PROVIDED TEXT
Greece is gearing up to supply medical cannabis to Europe and the Middle East, with six cultivation licenses in the final approval stages and an additional 50 under consideration.
In 2017, Greece approved a national medical cannabis program, although regulatory hang-ups have prevented the program from officially rolling out. Recreational marijuana remains illegal.
“It’s the European California,” James Ickes, the president of the US-based weed investment firm DevCann, told the Wall Street Journal. DevCann recently invested $13.7 million into Greece’s medical marijuana market.
“Greece is a pioneer, as it’s one of the few countries that offers the opportunity to export, and the location is great: a pathway to Europe and the Middle East,” Ickes added.
Israel and Saudi Arabia are just two of 30 countries that applied to bankroll Greece’s medical weed program, which is currently valued at $400 million in foreign investments alone.

DATA EXTRACT
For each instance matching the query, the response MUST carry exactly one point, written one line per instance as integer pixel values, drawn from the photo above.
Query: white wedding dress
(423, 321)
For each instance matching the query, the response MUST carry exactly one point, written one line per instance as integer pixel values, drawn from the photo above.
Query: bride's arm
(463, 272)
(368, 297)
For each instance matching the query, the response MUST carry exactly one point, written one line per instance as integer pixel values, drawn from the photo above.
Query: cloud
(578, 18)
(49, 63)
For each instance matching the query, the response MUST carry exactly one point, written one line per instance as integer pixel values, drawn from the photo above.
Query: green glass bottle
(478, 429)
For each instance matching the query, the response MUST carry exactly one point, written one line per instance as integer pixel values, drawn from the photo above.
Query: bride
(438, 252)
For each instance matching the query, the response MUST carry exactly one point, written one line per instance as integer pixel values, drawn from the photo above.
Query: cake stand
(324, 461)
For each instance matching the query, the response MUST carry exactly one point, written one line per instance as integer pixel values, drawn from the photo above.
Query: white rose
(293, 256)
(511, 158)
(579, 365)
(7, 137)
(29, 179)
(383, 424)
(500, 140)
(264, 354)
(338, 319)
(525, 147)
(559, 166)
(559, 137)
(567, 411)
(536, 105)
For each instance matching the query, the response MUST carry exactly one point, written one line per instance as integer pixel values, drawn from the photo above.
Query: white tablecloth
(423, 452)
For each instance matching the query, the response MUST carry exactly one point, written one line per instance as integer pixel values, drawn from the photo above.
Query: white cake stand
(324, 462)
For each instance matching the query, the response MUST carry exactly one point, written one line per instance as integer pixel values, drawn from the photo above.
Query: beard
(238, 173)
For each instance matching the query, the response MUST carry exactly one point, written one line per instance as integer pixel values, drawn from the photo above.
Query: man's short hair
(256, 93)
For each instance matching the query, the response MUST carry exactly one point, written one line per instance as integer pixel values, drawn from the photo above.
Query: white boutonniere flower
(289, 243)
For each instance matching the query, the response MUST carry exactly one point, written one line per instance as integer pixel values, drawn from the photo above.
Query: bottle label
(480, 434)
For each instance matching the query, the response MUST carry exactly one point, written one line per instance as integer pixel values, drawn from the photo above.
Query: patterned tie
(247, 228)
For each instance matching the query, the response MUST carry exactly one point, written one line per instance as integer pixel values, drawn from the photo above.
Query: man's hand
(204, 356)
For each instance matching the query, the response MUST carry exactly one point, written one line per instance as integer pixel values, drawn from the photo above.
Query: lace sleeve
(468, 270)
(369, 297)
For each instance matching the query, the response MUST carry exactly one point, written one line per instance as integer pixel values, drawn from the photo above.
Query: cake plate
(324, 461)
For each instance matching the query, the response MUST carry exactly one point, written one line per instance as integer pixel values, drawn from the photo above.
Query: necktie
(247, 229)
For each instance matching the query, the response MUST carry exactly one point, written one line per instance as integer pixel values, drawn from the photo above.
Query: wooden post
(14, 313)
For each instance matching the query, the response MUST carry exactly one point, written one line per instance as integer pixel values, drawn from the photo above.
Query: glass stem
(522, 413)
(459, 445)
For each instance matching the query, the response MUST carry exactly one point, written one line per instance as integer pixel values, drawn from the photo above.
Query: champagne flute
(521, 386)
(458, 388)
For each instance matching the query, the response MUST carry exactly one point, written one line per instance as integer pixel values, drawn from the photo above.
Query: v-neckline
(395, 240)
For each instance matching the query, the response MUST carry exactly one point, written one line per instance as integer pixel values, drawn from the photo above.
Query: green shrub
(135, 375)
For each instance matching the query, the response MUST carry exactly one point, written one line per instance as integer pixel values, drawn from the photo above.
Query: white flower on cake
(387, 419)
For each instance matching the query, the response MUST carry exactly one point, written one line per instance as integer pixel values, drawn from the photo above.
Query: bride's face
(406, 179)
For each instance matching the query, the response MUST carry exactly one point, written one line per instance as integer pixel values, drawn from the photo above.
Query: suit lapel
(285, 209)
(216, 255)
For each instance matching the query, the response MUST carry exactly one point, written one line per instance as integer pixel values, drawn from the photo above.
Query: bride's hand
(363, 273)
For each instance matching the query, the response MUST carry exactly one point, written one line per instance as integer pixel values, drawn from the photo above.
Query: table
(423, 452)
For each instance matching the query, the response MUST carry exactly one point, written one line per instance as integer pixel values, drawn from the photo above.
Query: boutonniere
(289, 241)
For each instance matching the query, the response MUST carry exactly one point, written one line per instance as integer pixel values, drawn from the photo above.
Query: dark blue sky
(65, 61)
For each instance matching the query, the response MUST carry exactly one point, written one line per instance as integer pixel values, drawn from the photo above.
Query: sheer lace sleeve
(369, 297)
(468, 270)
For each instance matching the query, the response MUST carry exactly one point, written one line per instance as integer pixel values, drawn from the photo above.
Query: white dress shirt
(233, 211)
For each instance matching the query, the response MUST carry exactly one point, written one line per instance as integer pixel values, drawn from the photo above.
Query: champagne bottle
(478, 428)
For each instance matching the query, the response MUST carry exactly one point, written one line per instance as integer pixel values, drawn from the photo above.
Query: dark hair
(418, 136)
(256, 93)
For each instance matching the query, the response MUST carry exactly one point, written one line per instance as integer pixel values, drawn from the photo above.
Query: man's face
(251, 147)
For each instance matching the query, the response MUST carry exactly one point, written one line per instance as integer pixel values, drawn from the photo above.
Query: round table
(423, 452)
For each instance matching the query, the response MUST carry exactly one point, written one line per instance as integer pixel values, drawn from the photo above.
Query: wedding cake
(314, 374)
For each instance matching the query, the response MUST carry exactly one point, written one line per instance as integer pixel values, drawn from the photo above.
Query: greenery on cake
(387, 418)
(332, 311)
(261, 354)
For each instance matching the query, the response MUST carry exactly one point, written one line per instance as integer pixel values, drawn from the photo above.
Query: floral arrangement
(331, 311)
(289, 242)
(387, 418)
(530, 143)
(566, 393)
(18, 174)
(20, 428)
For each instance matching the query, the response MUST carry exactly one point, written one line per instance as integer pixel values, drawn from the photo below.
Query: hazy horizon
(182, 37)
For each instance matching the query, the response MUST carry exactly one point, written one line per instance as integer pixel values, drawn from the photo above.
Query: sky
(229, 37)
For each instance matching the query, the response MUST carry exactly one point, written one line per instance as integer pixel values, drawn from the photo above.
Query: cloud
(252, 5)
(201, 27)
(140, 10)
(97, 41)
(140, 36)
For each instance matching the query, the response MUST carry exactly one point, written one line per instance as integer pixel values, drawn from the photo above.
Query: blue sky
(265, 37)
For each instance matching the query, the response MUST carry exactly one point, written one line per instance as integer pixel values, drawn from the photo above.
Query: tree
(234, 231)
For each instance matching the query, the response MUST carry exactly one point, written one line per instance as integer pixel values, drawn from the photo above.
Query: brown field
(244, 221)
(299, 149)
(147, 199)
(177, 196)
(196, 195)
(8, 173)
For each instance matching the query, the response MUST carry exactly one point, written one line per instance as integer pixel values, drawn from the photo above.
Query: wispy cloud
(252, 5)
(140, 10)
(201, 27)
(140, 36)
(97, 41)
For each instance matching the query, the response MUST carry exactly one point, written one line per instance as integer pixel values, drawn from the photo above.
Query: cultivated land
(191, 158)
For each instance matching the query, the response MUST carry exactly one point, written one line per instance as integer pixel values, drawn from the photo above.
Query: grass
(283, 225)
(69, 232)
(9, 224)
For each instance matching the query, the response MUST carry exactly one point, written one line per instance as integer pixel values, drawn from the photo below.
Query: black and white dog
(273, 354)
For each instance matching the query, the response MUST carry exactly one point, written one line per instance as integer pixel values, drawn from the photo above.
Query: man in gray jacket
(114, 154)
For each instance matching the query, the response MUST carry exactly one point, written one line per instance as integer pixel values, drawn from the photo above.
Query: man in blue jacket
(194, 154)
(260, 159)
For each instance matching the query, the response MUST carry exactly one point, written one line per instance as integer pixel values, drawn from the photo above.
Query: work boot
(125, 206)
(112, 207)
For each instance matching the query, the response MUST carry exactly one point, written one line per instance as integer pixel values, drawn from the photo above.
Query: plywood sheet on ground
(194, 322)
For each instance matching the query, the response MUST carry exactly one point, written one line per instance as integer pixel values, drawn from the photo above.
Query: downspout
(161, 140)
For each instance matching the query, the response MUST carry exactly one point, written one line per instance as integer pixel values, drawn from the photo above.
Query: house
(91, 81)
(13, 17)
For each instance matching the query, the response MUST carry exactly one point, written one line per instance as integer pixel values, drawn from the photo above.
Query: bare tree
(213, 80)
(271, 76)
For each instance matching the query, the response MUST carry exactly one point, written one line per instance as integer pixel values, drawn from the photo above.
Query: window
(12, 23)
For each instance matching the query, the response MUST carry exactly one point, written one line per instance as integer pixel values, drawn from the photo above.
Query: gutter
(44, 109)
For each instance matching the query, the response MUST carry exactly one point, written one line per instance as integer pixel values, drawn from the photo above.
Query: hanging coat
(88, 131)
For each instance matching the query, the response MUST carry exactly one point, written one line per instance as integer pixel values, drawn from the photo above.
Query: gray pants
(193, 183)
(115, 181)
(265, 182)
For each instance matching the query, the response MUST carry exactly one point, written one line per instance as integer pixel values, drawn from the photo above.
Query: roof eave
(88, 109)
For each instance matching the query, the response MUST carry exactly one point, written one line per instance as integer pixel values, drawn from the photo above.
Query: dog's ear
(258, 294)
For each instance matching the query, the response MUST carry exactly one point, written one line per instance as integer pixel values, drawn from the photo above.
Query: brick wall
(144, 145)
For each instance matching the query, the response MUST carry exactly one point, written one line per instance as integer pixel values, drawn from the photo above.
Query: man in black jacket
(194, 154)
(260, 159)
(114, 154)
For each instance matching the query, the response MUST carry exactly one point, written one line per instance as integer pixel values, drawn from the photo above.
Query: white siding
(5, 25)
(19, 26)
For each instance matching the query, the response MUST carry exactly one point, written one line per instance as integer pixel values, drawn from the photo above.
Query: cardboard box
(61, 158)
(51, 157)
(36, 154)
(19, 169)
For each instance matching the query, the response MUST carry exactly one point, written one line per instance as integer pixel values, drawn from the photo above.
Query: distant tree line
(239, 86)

WORK ITEM A
Answer these questions about the article on Greece's medical cannabis plans, one line per answer, marked (i), (ii), (iii):
(i) How many cultivation licenses are in the final approval stages?
(ii) In what year did Greece approve its national medical cannabis program?
(iii) How much did DevCann recently invest in Greece's medical marijuana market?
WORK ITEM B
Continue the article on Greece's medical cannabis plans from its last sentence.

ANSWER BOX A
(i) Six
(ii) 2017
(iii) $13.7 million

ANSWER BOX B
Meanwhile, in Germany, the company C3 Cannabinoid Compound Co. was bought by Canadian cultivator Canopy last month for $254 million. Another Canadian firm, Aphria, was awarded five of Germany’s 13 available cultivation lots last month.
All the money pouring into Greece may alleviate some of the nation’s heated economic woes, which led to nationwide protests between 2010 and 2011. The new medical marijuana industry is projected to create 3,500 jobs and generate $660 million in revenue, the National Herald reported. By 2027, the nation’s weed industry could be worth billions.